--- PROBLEM DESCRIPTION ---
Rewrite every line of the listing except the pictures, and shift the coordinates in the answers by adding 24 to each of their numbers.

## Start MATERIAL SHOWN

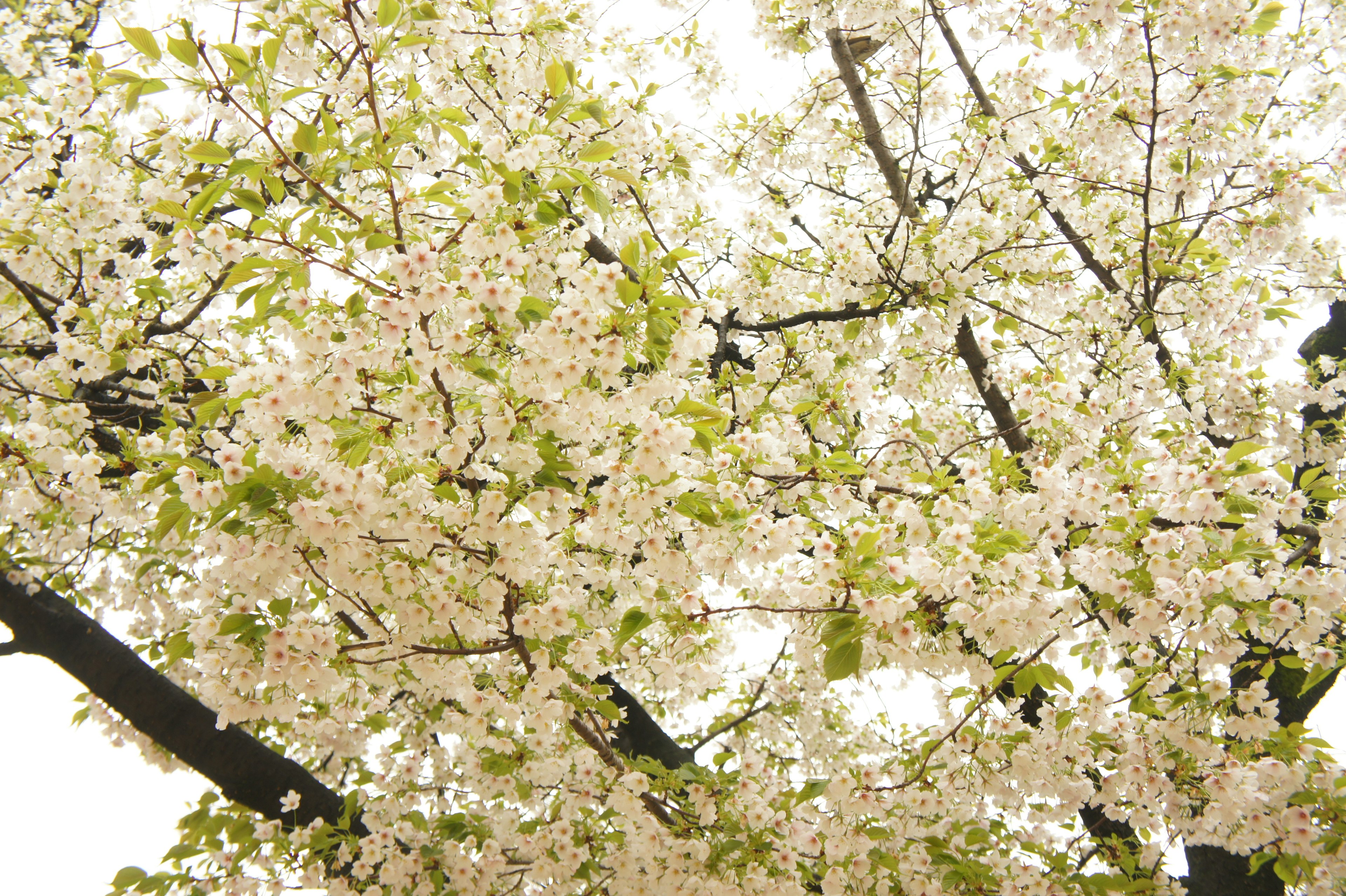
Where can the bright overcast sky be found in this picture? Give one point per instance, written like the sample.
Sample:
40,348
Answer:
77,808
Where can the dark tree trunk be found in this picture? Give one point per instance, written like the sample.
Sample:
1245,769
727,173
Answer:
245,770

## End MATERIAL SHOWN

--- FINAL RESULT ---
Where can the bright overcast sky be found in this picture? Give one point per instance, written like the sample.
Sample:
40,348
Answer:
101,832
Where can the dark tree trunk be found in this picture? Give one point per instance, written like the sample.
Sample:
1245,769
727,173
Answer:
269,794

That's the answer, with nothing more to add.